* **TASK BRIEF**:
Records appear below. Give all of them again, exactly.

[Collected data entries]
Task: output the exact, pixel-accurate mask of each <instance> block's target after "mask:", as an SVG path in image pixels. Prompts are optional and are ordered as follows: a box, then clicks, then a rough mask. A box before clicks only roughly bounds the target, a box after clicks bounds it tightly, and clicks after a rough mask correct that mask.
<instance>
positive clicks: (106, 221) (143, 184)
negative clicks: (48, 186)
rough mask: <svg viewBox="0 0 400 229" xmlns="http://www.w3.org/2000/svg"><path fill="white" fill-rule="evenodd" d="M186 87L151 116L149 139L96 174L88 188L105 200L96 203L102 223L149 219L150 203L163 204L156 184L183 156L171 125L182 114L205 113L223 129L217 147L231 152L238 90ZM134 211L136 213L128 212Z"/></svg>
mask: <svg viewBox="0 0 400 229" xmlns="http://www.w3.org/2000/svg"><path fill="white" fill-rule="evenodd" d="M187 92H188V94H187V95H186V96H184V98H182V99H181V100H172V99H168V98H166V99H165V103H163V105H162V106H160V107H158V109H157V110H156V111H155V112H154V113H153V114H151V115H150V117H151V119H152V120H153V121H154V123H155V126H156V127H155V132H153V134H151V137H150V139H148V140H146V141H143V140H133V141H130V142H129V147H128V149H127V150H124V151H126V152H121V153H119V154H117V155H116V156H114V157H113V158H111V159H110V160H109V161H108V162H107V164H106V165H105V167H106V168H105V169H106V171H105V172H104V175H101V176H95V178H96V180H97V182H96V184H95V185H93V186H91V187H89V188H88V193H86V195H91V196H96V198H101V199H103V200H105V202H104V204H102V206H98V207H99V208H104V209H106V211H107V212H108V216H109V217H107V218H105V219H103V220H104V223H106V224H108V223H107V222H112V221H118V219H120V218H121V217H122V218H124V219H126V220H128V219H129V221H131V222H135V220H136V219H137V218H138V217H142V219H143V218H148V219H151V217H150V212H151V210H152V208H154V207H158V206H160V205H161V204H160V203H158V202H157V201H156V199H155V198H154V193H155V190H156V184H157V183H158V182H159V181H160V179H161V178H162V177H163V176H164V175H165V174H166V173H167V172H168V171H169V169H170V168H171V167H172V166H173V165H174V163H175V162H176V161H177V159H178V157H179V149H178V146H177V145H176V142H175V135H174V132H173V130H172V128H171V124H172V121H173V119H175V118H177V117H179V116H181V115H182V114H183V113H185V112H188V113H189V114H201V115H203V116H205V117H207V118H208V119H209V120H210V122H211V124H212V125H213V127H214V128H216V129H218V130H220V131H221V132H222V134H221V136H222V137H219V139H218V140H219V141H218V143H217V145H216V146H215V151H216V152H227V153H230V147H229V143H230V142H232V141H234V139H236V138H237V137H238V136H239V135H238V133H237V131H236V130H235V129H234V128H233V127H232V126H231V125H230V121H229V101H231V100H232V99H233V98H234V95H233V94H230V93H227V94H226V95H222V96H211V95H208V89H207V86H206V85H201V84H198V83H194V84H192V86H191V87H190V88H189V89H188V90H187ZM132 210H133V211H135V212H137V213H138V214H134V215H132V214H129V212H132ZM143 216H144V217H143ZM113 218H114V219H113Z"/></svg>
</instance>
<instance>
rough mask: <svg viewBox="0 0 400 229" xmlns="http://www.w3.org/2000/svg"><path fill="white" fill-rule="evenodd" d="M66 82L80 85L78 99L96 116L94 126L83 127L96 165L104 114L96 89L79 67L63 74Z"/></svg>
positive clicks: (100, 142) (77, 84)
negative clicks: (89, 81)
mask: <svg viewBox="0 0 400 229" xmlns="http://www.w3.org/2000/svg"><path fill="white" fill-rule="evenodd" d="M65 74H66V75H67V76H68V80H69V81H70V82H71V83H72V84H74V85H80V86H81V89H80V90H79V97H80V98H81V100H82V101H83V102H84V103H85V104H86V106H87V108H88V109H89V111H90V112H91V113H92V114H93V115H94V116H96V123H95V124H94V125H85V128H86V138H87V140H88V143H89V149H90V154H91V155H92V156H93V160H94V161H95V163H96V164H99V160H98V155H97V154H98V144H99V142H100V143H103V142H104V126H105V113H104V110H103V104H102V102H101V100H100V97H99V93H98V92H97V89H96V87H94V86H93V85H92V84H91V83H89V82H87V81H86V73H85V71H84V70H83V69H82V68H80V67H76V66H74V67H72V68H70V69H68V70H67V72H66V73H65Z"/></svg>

* **RESULT OF THE EXERCISE**:
Task: output the exact, pixel-accurate mask of each <instance> block's target after "mask:", as an SVG path in image pixels. Prompts are optional and are ordered as follows: a box, then clicks, then a rough mask. A box before clicks only roughly bounds the target, a box after clicks bounds it tightly, and clicks after a rough mask correct that mask.
<instance>
positive clicks: (106, 221) (143, 184)
negative clicks: (48, 186)
rough mask: <svg viewBox="0 0 400 229" xmlns="http://www.w3.org/2000/svg"><path fill="white" fill-rule="evenodd" d="M186 87L151 116L149 139L96 174L88 188L105 200L96 203L102 223L149 219L150 203L163 204L156 184L183 156L171 125L182 114L205 113L223 129L217 147L231 152L238 90ZM134 211L136 213L128 212Z"/></svg>
mask: <svg viewBox="0 0 400 229" xmlns="http://www.w3.org/2000/svg"><path fill="white" fill-rule="evenodd" d="M187 92H188V94H187V95H186V96H184V98H182V99H181V100H172V99H168V98H166V99H165V103H163V105H162V106H160V107H158V109H157V110H156V111H155V112H154V113H153V114H151V115H150V117H151V119H152V120H153V121H154V123H155V126H156V127H155V132H153V134H151V137H150V139H148V140H146V141H143V140H133V141H130V142H129V147H128V149H127V150H124V151H126V152H121V153H119V154H117V155H116V156H114V157H113V158H111V159H110V160H109V161H108V162H107V164H106V165H105V167H106V168H105V169H106V171H105V172H104V175H101V176H95V178H96V180H97V182H96V184H95V185H93V186H91V187H89V188H88V193H86V195H91V196H96V198H101V199H103V200H105V202H104V204H102V206H98V207H99V208H104V209H106V211H107V212H108V216H109V217H107V218H105V219H103V220H104V223H106V224H108V223H107V222H112V221H118V219H120V218H121V217H122V218H124V219H126V220H128V219H129V221H131V222H135V220H136V219H137V218H138V217H142V219H143V218H148V219H151V217H150V212H151V210H152V208H154V207H158V206H160V205H161V204H160V203H158V202H157V201H156V199H155V198H154V193H155V190H156V184H157V183H158V182H159V181H160V179H161V178H162V177H163V176H164V175H165V174H166V173H167V172H168V171H169V169H170V168H171V167H172V166H173V165H174V163H175V162H176V161H177V159H178V157H179V149H178V146H177V145H176V142H175V135H174V132H173V130H172V128H171V124H172V121H173V119H175V118H177V117H179V116H181V115H182V114H183V113H185V112H188V113H189V114H201V115H203V116H205V117H207V118H208V119H209V120H210V122H211V124H212V125H213V127H214V128H216V129H218V130H220V131H221V132H222V134H221V136H222V137H219V139H218V140H219V141H218V143H217V145H216V146H215V151H216V152H227V153H230V147H229V143H230V142H232V141H234V139H236V138H237V137H238V136H239V135H238V133H237V131H236V130H235V129H234V128H233V127H232V126H231V125H230V121H229V101H231V100H232V99H233V98H234V95H233V94H230V93H227V94H226V95H222V96H211V95H208V89H207V86H206V85H201V84H198V83H194V84H192V86H191V87H190V88H189V89H188V90H187ZM132 210H133V211H135V212H137V213H138V214H134V215H132V214H129V212H132ZM143 216H144V217H143ZM113 218H114V219H113Z"/></svg>
</instance>
<instance>
rough mask: <svg viewBox="0 0 400 229" xmlns="http://www.w3.org/2000/svg"><path fill="white" fill-rule="evenodd" d="M66 82L80 85L78 99L96 116L94 126L83 127L96 165L104 114L96 89L79 67L63 74Z"/></svg>
positive clicks: (100, 142) (77, 84)
negative clicks: (89, 81)
mask: <svg viewBox="0 0 400 229" xmlns="http://www.w3.org/2000/svg"><path fill="white" fill-rule="evenodd" d="M65 74H66V75H67V76H68V80H69V81H70V82H71V83H72V84H74V85H80V86H81V89H80V90H79V97H80V98H81V100H82V101H83V102H84V103H85V104H86V106H87V108H88V109H89V111H90V112H91V113H92V114H93V115H94V116H96V123H95V124H94V125H85V128H86V138H87V140H88V143H89V149H90V154H91V155H92V156H93V160H94V161H95V163H96V164H99V160H98V155H97V154H98V144H99V142H100V143H103V142H104V126H105V113H104V110H103V104H102V102H101V100H100V97H99V93H98V92H97V89H96V87H94V86H93V85H92V84H91V83H89V82H87V81H86V73H85V71H84V70H83V69H82V68H80V67H76V66H74V67H72V68H70V69H68V70H67V72H66V73H65Z"/></svg>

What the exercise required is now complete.